Copy out only the records from the line with "Task: in the photo above, where can the signpost" up to and including the line with "x=494, y=227", keeping the requests as they are. In the answers, multiply every point coordinate by 2.55 and round it to a whole number, rounding halves up.

*Materials provided*.
• • • •

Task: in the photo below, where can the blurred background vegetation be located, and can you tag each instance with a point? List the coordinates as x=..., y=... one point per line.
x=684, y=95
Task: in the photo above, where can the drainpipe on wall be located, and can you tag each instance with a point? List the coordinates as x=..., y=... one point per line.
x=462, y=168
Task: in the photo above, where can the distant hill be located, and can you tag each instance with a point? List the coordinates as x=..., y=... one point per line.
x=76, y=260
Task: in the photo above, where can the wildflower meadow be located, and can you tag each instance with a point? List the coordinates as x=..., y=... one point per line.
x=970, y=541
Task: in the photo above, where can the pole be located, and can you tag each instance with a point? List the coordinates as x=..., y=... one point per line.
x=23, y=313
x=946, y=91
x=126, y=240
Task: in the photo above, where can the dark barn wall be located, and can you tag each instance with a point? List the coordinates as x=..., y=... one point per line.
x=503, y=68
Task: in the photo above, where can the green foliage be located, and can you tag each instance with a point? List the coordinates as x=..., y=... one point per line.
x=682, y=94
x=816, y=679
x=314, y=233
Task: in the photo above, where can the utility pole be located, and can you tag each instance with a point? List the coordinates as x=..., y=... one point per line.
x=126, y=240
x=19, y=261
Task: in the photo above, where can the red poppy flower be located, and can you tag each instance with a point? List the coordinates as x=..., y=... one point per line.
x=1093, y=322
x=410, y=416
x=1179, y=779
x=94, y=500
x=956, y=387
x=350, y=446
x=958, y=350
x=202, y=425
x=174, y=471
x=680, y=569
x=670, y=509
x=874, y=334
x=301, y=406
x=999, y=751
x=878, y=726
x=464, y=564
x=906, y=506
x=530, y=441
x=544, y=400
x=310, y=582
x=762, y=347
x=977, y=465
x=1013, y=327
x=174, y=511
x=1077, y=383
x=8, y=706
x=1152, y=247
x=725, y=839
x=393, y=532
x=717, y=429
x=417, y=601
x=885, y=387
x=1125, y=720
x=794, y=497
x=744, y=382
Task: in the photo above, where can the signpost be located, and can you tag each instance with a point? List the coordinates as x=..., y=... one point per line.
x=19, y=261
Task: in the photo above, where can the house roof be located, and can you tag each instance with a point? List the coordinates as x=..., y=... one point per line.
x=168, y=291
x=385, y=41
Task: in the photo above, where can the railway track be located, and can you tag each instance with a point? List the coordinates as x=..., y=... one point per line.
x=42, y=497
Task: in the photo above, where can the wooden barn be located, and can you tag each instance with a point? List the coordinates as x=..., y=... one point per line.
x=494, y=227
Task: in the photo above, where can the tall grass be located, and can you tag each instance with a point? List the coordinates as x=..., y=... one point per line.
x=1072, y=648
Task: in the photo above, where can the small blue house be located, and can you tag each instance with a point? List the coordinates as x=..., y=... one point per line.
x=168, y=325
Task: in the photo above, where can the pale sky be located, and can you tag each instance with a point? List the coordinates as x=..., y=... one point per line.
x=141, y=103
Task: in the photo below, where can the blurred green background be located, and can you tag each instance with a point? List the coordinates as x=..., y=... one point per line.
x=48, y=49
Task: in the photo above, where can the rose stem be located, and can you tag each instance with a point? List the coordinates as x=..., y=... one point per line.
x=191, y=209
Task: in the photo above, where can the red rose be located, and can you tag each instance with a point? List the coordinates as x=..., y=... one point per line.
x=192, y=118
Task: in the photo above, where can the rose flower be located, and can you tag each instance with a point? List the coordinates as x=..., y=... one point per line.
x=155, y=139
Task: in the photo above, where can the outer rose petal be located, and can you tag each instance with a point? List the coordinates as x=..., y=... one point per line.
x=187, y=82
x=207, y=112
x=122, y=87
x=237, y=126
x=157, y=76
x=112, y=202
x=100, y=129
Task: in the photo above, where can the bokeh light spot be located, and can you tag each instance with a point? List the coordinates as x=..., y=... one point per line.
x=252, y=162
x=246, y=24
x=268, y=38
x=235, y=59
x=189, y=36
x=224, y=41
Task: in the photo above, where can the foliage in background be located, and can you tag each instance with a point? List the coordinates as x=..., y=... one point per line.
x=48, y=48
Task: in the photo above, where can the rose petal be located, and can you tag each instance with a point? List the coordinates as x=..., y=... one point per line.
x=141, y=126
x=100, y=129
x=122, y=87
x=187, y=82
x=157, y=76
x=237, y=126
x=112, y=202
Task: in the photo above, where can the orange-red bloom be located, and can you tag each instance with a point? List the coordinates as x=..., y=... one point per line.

• • • •

*Exercise solution*.
Task: in the photo above, where can the signpost be located, and can you tag each instance with a point? List the coordinates as x=..., y=... one point per line.
x=48, y=666
Task: in the photo above, where can the house roof be located, and can you tag each instance with a point? List the coordinates as x=..., y=... one point per line.
x=428, y=742
x=982, y=105
Task: in the photo above, where can the railway track be located, and can you tag each instance with a point? List the coordinates as x=..., y=... one point per line.
x=107, y=1267
Task: in the photo above, where can the wooden barn be located, and can you tag each instance with a point? List the coordinates as x=..., y=... one point per line.
x=1260, y=579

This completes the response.